─── Recorded information ───

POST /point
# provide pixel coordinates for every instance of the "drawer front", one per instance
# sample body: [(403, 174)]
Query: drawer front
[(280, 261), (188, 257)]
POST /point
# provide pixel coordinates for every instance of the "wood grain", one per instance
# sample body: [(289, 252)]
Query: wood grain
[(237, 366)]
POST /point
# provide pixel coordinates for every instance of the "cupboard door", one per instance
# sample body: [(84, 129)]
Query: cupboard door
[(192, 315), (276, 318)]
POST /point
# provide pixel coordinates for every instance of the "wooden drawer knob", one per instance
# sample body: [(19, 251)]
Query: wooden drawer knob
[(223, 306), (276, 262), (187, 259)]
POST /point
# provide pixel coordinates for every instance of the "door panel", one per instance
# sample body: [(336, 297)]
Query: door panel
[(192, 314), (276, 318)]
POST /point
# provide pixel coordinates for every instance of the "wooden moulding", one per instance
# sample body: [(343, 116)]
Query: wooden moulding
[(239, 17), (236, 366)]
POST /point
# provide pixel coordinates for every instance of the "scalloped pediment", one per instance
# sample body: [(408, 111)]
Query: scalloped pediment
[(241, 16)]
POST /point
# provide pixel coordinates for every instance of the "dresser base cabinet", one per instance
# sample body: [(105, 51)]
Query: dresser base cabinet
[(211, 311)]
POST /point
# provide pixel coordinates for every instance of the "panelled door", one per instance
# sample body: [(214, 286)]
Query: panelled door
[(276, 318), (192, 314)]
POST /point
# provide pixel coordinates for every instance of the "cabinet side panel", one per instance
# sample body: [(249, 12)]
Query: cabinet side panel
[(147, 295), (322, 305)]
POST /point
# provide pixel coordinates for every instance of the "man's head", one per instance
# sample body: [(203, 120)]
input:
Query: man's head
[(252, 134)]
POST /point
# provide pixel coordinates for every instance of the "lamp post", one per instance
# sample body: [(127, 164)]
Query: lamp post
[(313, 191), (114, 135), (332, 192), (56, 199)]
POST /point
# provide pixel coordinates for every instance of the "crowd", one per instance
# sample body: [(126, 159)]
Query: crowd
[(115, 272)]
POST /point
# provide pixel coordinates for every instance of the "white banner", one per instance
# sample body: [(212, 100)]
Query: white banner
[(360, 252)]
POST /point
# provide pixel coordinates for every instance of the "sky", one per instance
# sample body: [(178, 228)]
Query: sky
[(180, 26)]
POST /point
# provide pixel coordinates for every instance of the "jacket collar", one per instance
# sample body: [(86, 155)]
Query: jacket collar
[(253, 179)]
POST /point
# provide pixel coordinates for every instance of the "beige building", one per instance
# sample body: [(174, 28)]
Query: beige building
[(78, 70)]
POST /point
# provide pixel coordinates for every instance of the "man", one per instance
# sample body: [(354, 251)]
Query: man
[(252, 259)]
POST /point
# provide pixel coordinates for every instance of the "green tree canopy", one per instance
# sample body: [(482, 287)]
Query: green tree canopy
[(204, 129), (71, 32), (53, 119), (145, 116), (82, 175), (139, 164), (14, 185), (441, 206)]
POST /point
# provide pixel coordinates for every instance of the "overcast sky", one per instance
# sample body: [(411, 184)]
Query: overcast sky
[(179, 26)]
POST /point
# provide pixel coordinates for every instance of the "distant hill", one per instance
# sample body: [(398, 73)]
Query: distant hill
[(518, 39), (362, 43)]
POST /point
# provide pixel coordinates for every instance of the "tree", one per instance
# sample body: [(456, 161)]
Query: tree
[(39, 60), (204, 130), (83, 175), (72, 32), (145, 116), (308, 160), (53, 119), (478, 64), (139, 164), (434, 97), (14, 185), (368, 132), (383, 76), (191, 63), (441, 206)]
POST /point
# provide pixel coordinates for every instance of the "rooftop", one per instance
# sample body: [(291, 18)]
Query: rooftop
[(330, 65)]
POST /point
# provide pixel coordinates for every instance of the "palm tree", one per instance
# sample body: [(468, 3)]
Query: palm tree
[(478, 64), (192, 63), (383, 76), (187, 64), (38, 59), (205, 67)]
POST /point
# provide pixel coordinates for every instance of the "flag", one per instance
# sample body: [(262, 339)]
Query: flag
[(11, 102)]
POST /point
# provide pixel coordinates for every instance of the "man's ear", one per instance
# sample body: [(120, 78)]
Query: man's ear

───

Problem to work on:
Exact reproduction is required. Give the lines of the data from its first line through the line containing "# sample body: [(289, 252)]", and no others.

Result of this exercise:
POST /point
# provide pixel coordinates for every instance of the "drawer front", one per instance
# sample body: [(403, 174)]
Query: drawer front
[(280, 261), (188, 257)]
POST /point
# provide pixel coordinates for every instance of the "wood grain", one per instance
# sample body: [(289, 252)]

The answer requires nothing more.